- _Task to carry out_
Carry on the lecture excerpt below on the multicycle CPU data path, starting after its last sentence.

- _Excerpt_
The next is register. For registers you find that there is one write input data to the registers and this write data input to the register will be used from the data memory output. When the instruction that is executed is a load word instruction or this can also be from the output of the ALU, when the instruction that is to be executed is an R type instruction. So that says that to this input, again I have to have a multiplexer. The multiplexer output will provide the write data to these set of registers. One of these multiplexer inputs will come from the memory data register and this path will be used when you perform a load word instruction, execute a load word instruction and the other input to this multiplexer will come from the ALU out. This path will be used when the instruction to be executed is an R type instruction like add instruction. So I put this ALU out to the other input of this multiplexer. Not only that this ALU also computes the program counter value.

For calculation of the next instruction address, for calculation of the jump address all those things this ALU computes the next program counter value. So the other input of this first multiplexer will also come from the same ALU output. Is it okay? Anything else is left? That is the write data to the memory. So when I want to perform a store word operation, in case of store word the data which is read from the register file that has to come to memory. That means I have to have one memory data input from one of the registers. So that completes the entire data path of this CPU where we have been able to avoid duplication of the data units.

In this case all these are multiplexers, this is a multiplexer, this is also a multiplexer, this is also a multiplexer. Now when we have done this design, you will find that this particular design… One more path that I have missed that is loading the program counter value. The program counter input has to come from the ALU output. So this completes the entire data path design of the CPU. Now this CPU as we said that in our earlier case, the basic design was suitable even for a single clock period execution. Every instruction could be executed in a single clock period in this basic design.

When we convert this design to this design, now we can make use of multiple clock periods to execute an instruction. What is the advantage we gain? That is even the instructions which require shorter delay that can be incorporated. So the CPU will be more efficient. Of course the sequence in which the operations are to be done that has to be decided by the control unit which I have not shown in this diagram. So it is quite obvious that this instruction register output will go to an instruction decoder. The instruction decoder output goes to a timing and control circuit and the timing and control circuit will generate the required control signals to execute any instruction in proper sequence. What are the control signals that will be needed? Load program counter, read memory, write memory, load instruction register, load memory data register, then write register. Then you need control signals for load A or load B, you need the control signals for ALU function. You need the control signals for latching ALU output into this ALU out register. You also need control signals for the select inputs of the multiplexers.
So all these control signals in the required sequence will now be generated by the timing and control unit. The timing and control unit will generate those control signals after it gets the input from an instruction decoder, the instruction decoder will get input from the instruction register. So that part I am not showing in the diagram. Why the output of B going to M? Yeah, this is for store word instruction. What is the operation that we have to perform in case of store word?

- _Material provided_
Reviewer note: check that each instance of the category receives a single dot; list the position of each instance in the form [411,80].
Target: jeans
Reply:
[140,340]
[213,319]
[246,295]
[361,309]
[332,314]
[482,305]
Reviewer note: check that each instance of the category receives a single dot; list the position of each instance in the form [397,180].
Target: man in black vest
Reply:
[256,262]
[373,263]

...

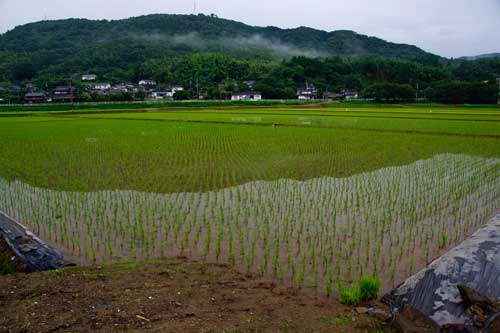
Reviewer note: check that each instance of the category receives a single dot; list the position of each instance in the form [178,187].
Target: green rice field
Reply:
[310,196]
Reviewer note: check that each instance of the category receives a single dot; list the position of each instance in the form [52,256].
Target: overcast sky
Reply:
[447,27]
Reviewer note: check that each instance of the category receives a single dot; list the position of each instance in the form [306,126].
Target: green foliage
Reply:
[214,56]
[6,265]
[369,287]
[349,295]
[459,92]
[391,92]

==

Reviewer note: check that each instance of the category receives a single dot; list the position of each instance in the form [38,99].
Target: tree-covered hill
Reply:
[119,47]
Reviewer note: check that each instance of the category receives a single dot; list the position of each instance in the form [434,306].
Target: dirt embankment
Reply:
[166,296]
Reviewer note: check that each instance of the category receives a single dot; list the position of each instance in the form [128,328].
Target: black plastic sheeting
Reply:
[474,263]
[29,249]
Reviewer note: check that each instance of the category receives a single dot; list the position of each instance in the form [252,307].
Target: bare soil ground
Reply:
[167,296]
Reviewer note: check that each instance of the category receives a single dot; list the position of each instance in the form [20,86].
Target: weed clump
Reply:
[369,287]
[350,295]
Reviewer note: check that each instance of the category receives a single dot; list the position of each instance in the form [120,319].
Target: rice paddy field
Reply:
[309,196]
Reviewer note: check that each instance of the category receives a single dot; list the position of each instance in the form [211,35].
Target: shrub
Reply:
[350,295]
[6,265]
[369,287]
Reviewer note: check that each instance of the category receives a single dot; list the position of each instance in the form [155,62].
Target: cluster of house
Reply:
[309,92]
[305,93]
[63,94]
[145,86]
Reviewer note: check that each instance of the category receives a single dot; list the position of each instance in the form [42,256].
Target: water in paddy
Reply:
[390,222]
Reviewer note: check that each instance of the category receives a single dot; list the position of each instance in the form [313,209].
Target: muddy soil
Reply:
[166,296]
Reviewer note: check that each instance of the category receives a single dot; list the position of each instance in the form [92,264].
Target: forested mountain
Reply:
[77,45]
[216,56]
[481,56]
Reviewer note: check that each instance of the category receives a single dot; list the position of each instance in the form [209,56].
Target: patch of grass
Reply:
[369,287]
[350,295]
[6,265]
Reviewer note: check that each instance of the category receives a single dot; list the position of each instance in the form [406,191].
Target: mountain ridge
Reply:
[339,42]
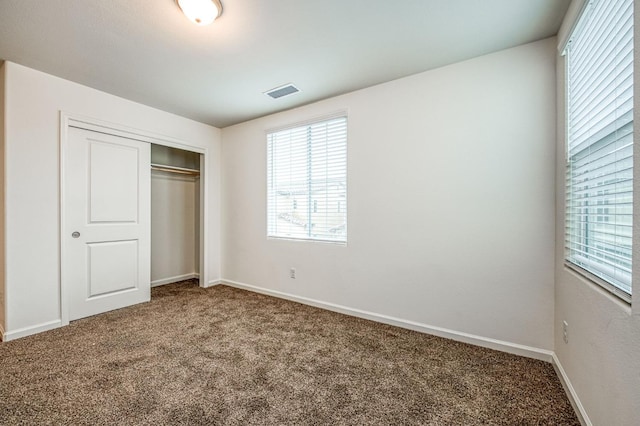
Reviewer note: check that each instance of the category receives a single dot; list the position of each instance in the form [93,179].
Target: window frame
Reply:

- _Response_
(Refer Slide Time: 00:24:06 min)

See in case of store word this was the format, store word $R_1$ offset $R_2$ in which case, the address of the memory will be calculated by adding content of $R_2$ to the offset that is specified in the address. So you will get the physical address in the memory where the data is to be written and which data you have to write? That is the content of register $R_1$. Here the content of register $R_1$ will be available in register B, after that the data is read from the register file and that content has to be written back into the memory. Address of the memory will come from this ALU out. Clear? So you can make use of this data unit for multi cycle implementation of different instruction executions. Now once we have this data unit, you will find that the operations that are to be performed in sequence are the first operation is obviously the instruction fetch operation.
In instruction fetch what you do? We have said that an instruction is to be loaded into instruction register. So it is instruction register which will get the instruction from memory and the address of the memory will come from the program counter. Simultaneously the program counter also has to be incremented by program counter plus 4, program counter has to be incremented by 4. So you will find that during the first clock period, you are making use of two units in this architecture. One is the program counter output has to be available to the memory address inputs, that means the multiplexer has to be set accordingly so that this input is selected to the output. During the same clock period we also increment the program counter that means we make use of this ALU.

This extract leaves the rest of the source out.